In standard statistical testing, after one makes a ''null hypothesis’’, one computes the probabilities of unusual results given the null hypothesis. These calculations are often very straightforward (perhaps using a computer to do the arithmetic operations), but it is key to understand what assumptions are needed and how the calculations will vary if the assumptions are not exactly correct. For the moment we will assume the “fresh data” assumption. By this I mean that the conjecture has already been made and we are observing new hands that were not used in make the conjecture. By new, this can mean hands literally played after the conjecture was made (e.g., there was one session of hands played by Reese and Schapiro in Buenos Aires after the conjecture about the heart signaling had been made) or in these cases it can be watching videos of matches that were not used in developing the conjecture. (I will discuss further below how to deal with data that is not fresh.). We now can do the following.

  • Watch the hands and note on which hands an action that we are testing for is made; make sure the hand is one for which we are testing as well (in F-N case, this means a non-singleton lead); and then record if the play matches the conjecture. As an example, let us say there are 82 matches out of 85 hands.

That’s it. Our data is how many times the plays match the conjecture. We compare this to what can be roughly stated as

  • How many matches would there be if the actions were random?

Then you compute the probability that there would be at least 82 matches and you state the results. The numbers like .000000000000… given for F-N were given for probabilities computed like this. These are easy calculations which I will not do here. I instead want to focus on the assumptions behind the calculations and the robustness, that is, how strongly do the results depend on the particular assumptions.

  • I was perhaps a little more technical then I should have been in my report, so I will try to simplify a bit here. There is one important number which I will call q which is the maximum over all actions of the probability the deal of the cards will make the player want to make that action. In the example of F-Nfor horizontal (H) and vertical (V) leads from non-singletons, if one follows the conjecture, there is a certain fraction of hands that will make the leader want to lead H and the rest the leader would want to lead V given that one leads H or V. This number is very hard to estimate exactly but it can be estimated.

While it is hard to estimate we do not need to know this number exactly.

  • If one uses a value q that is larger than the true value, then the probability of an unusually large number of matches will increase. So as long as we choose q larger than the actual value, we will be giving upper bounds on the probability.

As an example, suppose there was a code where one always led H except if one held AK of diamonds and led spades in which case one led V. Then rarely would one want to lead V and the number q would be close to 1. If we did the binomial test then we would find that almost all the time we have matches: on almost every hand the leader plays H and when the lead is a spade, he does not have AK of diamonds. The probability of almost all matches is very high in this case and that is because q is near 1.

The data indicated that H leads were somewhat more likely than V leads for F-N, maybe as much as .57 but this was rough.

  • I used q=.6 as an upper bound for the probabilities. (For F-S, where there were four possible actions, I chose q=1/3 as a safe upper bound.)

[Data records]
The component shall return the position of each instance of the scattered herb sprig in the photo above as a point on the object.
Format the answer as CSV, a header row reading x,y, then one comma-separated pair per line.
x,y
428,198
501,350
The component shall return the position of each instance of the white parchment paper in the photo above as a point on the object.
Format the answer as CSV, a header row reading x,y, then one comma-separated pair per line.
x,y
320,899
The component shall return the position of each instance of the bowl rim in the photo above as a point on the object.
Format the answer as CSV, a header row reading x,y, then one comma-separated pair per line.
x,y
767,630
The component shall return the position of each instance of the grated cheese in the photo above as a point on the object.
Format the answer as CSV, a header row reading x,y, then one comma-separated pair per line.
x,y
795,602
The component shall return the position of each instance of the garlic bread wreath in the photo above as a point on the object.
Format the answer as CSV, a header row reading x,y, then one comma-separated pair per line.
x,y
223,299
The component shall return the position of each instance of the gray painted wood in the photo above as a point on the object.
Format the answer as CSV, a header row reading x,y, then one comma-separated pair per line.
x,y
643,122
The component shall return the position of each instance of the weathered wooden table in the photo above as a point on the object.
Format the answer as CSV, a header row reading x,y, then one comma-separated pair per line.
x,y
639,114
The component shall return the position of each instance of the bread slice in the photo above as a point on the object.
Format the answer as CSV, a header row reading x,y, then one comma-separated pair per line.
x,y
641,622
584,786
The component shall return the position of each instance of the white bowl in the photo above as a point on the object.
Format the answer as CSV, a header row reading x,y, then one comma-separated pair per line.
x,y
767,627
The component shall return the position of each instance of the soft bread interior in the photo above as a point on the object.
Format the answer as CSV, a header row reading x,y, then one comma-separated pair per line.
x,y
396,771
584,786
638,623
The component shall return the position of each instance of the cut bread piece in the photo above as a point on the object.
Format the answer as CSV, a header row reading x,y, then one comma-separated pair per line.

▸ **Written tasks**:
A: Give the first sentence of each bulleted point in the passage on statistical testing.
B: Carry on the passage on statistical testing, starting after its final sentence.

▸ **Results for the exercise**:
A:
- Watch the hands and note on which hands an action that we are testing for is made; make sure the hand is one for which we are testing as well (in F-N case, this means a non-singleton lead); and then record if the play matches the conjecture.
- How many matches would there be if the actions were random?
- I was perhaps a little more technical then I should have been in my report, so I will try to simplify a bit here.
- If one uses a value q that is larger than the true value, then the probability of an unusually large number of matches will increase.
- I used q=.6 as an upper bound for the probabilities.

B:
The number that we are actually interested in is the probability that there is a match. This exact probability depends both on the probability that the conjectured code wants to make a certain play (the q above) and the probability distribution of how the player chooses to play the cards. As has been noted, there are other players who do not place their lead the same way every time, and it is hard to tell how they choose. I was perhaps imprecise when I wrote in my report that the “null hypothesis” was that the players were playing randomly; a better formulation would have been that the orientation of the lead is independent of the hand. Consequently:

  • If the null hypothesis is true, then calculations using q will give upper bounds for the actual probabilities. We do not need to know what the usual “random” placement of cards for F-N is.
  • When calculating with a value of q larger than the true value, the probabilities are larger than the actual probabilities --- therefore if one gets .000000000001 using a larger q, the actual probability is less than .000000000001.

While this is fairly straightforward, there are three issues to deal with.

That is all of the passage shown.